Recorded information: Begin

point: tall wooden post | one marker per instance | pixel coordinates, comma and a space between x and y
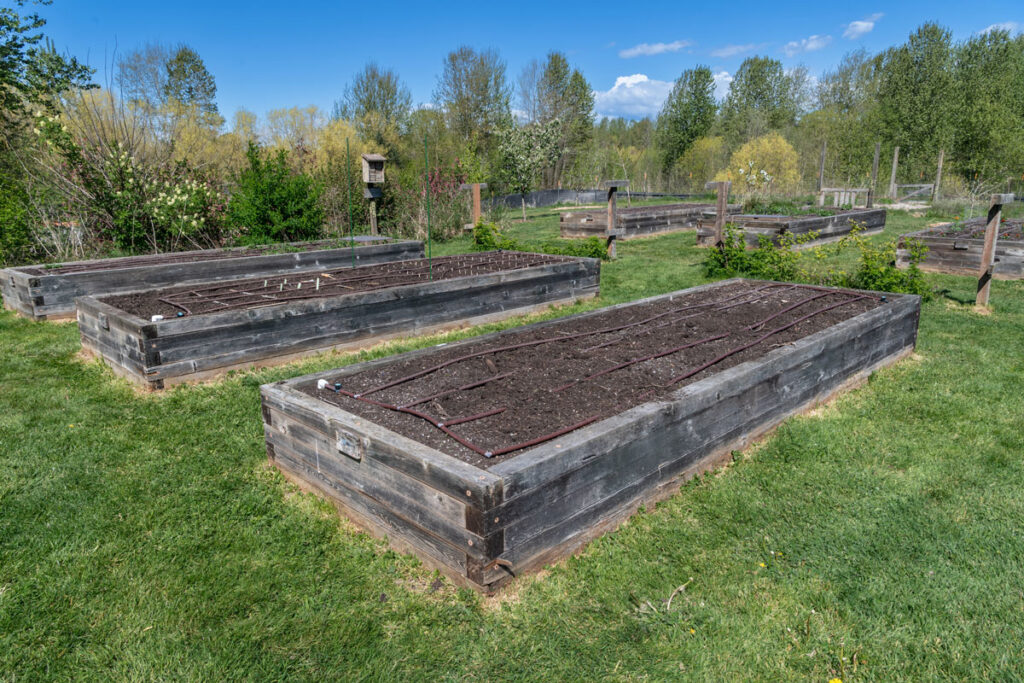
988, 251
938, 176
721, 208
875, 175
821, 165
474, 187
892, 178
611, 227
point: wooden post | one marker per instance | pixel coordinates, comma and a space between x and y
721, 209
892, 178
373, 217
610, 228
821, 165
988, 251
475, 211
875, 176
938, 176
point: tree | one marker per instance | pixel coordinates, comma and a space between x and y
524, 152
765, 164
190, 84
762, 97
272, 203
141, 76
916, 96
989, 120
686, 115
379, 104
473, 93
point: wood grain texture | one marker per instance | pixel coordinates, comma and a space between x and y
544, 504
52, 296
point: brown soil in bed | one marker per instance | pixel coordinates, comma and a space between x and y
974, 228
537, 390
258, 292
195, 256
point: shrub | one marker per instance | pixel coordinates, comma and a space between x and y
876, 263
272, 203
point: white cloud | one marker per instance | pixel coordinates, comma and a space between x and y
632, 96
809, 44
855, 30
1012, 27
722, 81
733, 50
648, 49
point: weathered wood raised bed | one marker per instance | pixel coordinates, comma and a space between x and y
635, 221
482, 520
263, 330
960, 254
829, 228
48, 291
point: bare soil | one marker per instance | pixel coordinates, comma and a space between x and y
974, 228
194, 256
258, 292
529, 385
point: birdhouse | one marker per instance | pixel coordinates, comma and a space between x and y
373, 168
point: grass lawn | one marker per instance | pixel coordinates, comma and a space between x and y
880, 538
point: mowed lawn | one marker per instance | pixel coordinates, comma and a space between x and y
879, 538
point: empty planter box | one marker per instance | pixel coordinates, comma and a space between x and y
498, 455
160, 337
48, 291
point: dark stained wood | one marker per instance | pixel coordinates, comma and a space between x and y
198, 347
52, 296
542, 505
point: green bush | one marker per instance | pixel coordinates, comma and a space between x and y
272, 203
783, 262
486, 237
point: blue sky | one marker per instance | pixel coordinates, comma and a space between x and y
271, 54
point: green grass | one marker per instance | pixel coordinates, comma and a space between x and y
144, 537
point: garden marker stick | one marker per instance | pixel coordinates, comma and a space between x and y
426, 179
348, 178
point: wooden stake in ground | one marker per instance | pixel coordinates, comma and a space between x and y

Recorded information: End

Exercise requirements:
Restate, word for word, all of the material above, leaving out the images.

Response box:
point: tall wooden post | one marker per instance | pixel coordinates, comma and a space between x and y
988, 251
938, 176
721, 208
875, 175
821, 165
474, 187
892, 178
611, 227
point: wooden post | one marker per instance | pixel coordinates, comma and a space between x and y
721, 209
892, 178
373, 217
610, 228
821, 165
988, 251
475, 211
875, 176
938, 176
point: tree | one marker per instance | pixel coordinates, comma and a space between x and y
524, 152
765, 164
190, 84
762, 97
272, 203
141, 76
916, 96
989, 120
686, 115
379, 104
473, 93
point: wood grain texture | one marker per instance | pixel coordinates, comma and a space between x and y
544, 504
52, 296
point: brown soil in bed | one marker per instance | pixel coordinates, comma and a space between x and y
974, 228
537, 390
258, 292
195, 256
point: shrub | one marker per instance | pixel coordinates, comma and a space between x and y
876, 263
272, 203
point: white cloud | one marker per instance | pixel coordinates, comma and a space between x and y
632, 96
809, 44
855, 30
1012, 27
722, 81
733, 50
648, 49
point: weathered wood raised bed | one marker per instance | pixel coordinates, comma and a space between x and y
635, 221
482, 520
263, 330
960, 254
829, 228
48, 291
point: bare soil | one marker per instance | pixel coordinates, comma and a space between x and y
974, 228
194, 256
258, 292
529, 385
point: birdhouse | one marker per instance | pixel coordinates, comma and a space between x and y
373, 168
point: grass lawn | one marker per instance | pixel coordinates, comma and a space between x and y
880, 538
point: mowed lawn | one marker per instance | pixel coordinates, comma and a space between x and y
879, 538
point: empty planter box | one marker per instance | pixel coordinates, comma and a space between x and y
498, 455
160, 337
48, 291
point: dark stained wood | one marker per instance | pixel coordinates, comma and a space between x and y
198, 347
52, 296
542, 505
point: green bush | one marker per instance | pixel coordinates, comma and a space between x and y
272, 203
783, 262
486, 237
point: blue sky | one marker per instance | pixel coordinates, comma and a space between x and y
271, 54
point: green grass | one marker per instance | pixel coordinates, comma and a space between x and y
144, 537
point: garden marker stick | one marker per instance | pixel coordinates, comma and a space between x and y
426, 179
348, 178
point: wooden stake in ground | one marker per instance | pixel coordinates, comma and a space between x and y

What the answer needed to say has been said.